===== Teks Sumber
PALANG MERAH INTERNASIONAL
1. Komite
Internasional Palang Merah / International Committee of the Red Cross (ICRC),
yang dibentuk pada tahun 1863 dan bermarkas besar di Swiss. ICRC merupakan
lembaga kemanusiaan yang bersifat mandiri, dan sebagai penengah yang netral.
ICRC berdasarkan prakarsanya atau konvensi-konvensi Jenewa 1949 berkewajiban
memberikan perlindungan dan bantuan kepada korban dalam pertikaian bersenjata
internasional maupun kekacauan dalam negeri. Selain memberikan bantuan dan
perlindungan untuk korban perang, ICRC juga bertugas untuk menjamin
penghormatan terhadap Hukum Perikemanusiaan internasional.
2. Perhimpunan
Nasional Palang Merah atau Bulan Sabit Merah, yang didirikan hampir di setiap
negara di seluruh dunia, yang kini berjumlah 176 Perhimpunan Nasional, termasuk
Palang Merah Indonesia. Kegiatan perhimpunan nasional beragam seperti bantuan
darurat pada bencana, pelayanan kesehatan, bantuan sosial, pelatihan P3K dan
pelayanan transfusi darah. Persyaratan pendirian suatu perhimpunan nasional
diantaranya adalah :
o mendapat pengakuan dari pemerintah negara yang sudah
menjadi peserta Konvensi Jenewa
o menjalankan Prinsip Dasar Gerakan Bila demikian ICRC
akan memberi pengakuan keberadaan perhimpunan tersebut sebelum menjadi anggota
Federasi Internasional Palang Merah dan Bulan Sabit Merah.
==========
===== Isi Data
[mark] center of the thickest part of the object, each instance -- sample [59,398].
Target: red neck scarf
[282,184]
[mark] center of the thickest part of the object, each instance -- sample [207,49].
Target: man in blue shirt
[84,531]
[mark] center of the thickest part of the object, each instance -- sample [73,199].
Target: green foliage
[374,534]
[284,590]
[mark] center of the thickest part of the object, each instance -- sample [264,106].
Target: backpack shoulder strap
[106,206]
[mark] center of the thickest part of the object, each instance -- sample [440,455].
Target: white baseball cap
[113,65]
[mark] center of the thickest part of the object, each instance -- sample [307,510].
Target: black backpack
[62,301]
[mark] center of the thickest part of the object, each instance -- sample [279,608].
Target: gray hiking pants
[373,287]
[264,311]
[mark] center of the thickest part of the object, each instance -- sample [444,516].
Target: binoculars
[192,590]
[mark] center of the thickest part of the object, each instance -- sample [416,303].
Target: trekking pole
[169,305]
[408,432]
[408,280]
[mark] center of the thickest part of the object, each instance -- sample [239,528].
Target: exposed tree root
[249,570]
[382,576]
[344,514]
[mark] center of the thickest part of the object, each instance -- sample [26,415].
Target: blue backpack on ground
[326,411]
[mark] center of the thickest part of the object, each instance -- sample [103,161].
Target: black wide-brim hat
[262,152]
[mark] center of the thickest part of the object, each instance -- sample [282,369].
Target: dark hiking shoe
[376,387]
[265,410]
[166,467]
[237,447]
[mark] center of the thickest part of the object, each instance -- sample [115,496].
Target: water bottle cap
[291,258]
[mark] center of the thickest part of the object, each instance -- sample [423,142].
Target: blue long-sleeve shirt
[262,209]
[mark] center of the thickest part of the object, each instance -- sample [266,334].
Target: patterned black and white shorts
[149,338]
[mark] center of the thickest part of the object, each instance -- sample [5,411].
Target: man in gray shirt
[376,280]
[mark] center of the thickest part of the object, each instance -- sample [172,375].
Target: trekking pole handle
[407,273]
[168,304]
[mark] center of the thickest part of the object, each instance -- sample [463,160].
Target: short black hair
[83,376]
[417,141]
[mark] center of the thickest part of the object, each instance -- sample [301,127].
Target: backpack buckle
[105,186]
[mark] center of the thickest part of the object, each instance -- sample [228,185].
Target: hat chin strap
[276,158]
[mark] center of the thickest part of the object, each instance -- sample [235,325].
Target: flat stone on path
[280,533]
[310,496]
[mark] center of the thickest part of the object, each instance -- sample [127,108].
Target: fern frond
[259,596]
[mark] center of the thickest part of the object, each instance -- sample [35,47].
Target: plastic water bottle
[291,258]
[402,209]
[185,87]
==========
— Tujuan 1 —
Sebutkan seluruh kegiatan perhimpunan nasional yang tercantum dalam teks tentang Palang Merah Internasional.
— Tujuan 2 —
Teruskan teks tentang Palang Merah Internasional setelah kalimat terakhir yang ditampilkan.

— Jawaban Akhir 1 —
- Bantuan darurat pada bencana
- Pelayanan kesehatan
- Bantuan sosial
- Pelatihan P3K
- Pelayanan transfusi darah

— Jawaban Akhir 2 —
3. Federasi
Internasional Perhimpunan Palang Merah dan Bulan Sabit Merah / International Federation
of Red Cross and Red Crescent (IFRC), Pendirian Federasi diprakarsai oleh Henry
Davidson warganegara Amerika yang disahkan pada suatu Konferensi Internasional
Kesehatan pada tahun 1919 untuk mengkoordinir bantuan kemanusiaan, khususnya
saat itu untuk menolong korban dampak paska perang dunia I dalam bidang
kesehatan dan sosial. Federasi bermarkas besar di Swiss dan menjalankan tugas
koordinasi anggota Perhimpunan Nasional dalam program bantuan kemanusiaan pada
masa damai, dan memfasilitasi pendirian dan pengembangan organisasi palang
merah nasional.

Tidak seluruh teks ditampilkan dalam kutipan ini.